> **AIM OF THE EXERCISE**
Write every line of the material out exactly as shown.
═════ SUPPLIED RECORDS
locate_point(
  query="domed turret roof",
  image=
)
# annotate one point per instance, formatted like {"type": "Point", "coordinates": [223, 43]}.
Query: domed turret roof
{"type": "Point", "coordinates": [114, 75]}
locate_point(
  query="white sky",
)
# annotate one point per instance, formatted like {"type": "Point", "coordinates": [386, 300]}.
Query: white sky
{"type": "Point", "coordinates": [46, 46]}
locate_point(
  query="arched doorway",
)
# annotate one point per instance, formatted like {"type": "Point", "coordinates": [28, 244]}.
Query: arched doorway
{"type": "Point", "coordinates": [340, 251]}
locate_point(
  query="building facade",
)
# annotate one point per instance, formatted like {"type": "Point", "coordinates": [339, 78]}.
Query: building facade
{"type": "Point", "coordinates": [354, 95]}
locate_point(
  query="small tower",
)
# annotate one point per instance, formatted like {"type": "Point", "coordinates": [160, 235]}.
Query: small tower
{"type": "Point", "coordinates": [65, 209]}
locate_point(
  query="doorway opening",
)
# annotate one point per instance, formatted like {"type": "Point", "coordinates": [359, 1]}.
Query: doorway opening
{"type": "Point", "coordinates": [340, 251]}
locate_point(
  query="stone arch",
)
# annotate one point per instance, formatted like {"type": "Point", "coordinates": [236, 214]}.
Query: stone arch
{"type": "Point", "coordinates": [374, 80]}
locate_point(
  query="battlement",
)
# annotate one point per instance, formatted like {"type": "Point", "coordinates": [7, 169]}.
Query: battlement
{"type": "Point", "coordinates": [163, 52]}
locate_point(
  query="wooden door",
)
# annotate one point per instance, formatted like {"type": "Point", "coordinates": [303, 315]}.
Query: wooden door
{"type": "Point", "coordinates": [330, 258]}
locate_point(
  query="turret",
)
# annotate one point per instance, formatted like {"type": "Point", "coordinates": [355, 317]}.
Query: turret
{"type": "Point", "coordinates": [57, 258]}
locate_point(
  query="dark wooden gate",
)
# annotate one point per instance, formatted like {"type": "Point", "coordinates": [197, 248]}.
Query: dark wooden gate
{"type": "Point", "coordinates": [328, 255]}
══════════
> **TASK RESULT**
locate_point(
  query="domed turret roof",
  image=
)
# annotate one point per instance, formatted like {"type": "Point", "coordinates": [223, 43]}.
Query: domed turret roof
{"type": "Point", "coordinates": [114, 75]}
locate_point(
  query="white sky",
)
# annotate one point per instance, formatted like {"type": "Point", "coordinates": [386, 300]}.
Query: white sky
{"type": "Point", "coordinates": [46, 46]}
locate_point(
  query="arched doorway",
)
# annotate one point per instance, formatted like {"type": "Point", "coordinates": [28, 244]}.
Query: arched doorway
{"type": "Point", "coordinates": [340, 251]}
locate_point(
  query="building facade",
)
# annotate one point per instance, formatted like {"type": "Point", "coordinates": [339, 78]}.
Query: building facade
{"type": "Point", "coordinates": [354, 95]}
locate_point(
  query="small tower",
)
# annotate one point per instance, formatted like {"type": "Point", "coordinates": [160, 235]}.
Query: small tower
{"type": "Point", "coordinates": [65, 209]}
locate_point(
  query="doorway opening",
)
# annotate one point per instance, formatted like {"type": "Point", "coordinates": [359, 1]}.
Query: doorway opening
{"type": "Point", "coordinates": [340, 251]}
locate_point(
  query="stone arch",
)
# annotate one point per instance, formatted like {"type": "Point", "coordinates": [236, 214]}.
Query: stone arch
{"type": "Point", "coordinates": [374, 80]}
locate_point(
  query="battlement",
)
# annotate one point per instance, formatted like {"type": "Point", "coordinates": [7, 169]}.
Query: battlement
{"type": "Point", "coordinates": [163, 52]}
locate_point(
  query="wooden door",
)
# annotate one point per instance, formatted like {"type": "Point", "coordinates": [303, 315]}.
Query: wooden door
{"type": "Point", "coordinates": [330, 258]}
locate_point(
  query="turret",
)
# annotate one point per instance, formatted like {"type": "Point", "coordinates": [355, 317]}.
Query: turret
{"type": "Point", "coordinates": [57, 258]}
locate_point(
  query="dark wooden gate",
)
# annotate one point per instance, formatted like {"type": "Point", "coordinates": [197, 248]}.
Query: dark wooden gate
{"type": "Point", "coordinates": [328, 255]}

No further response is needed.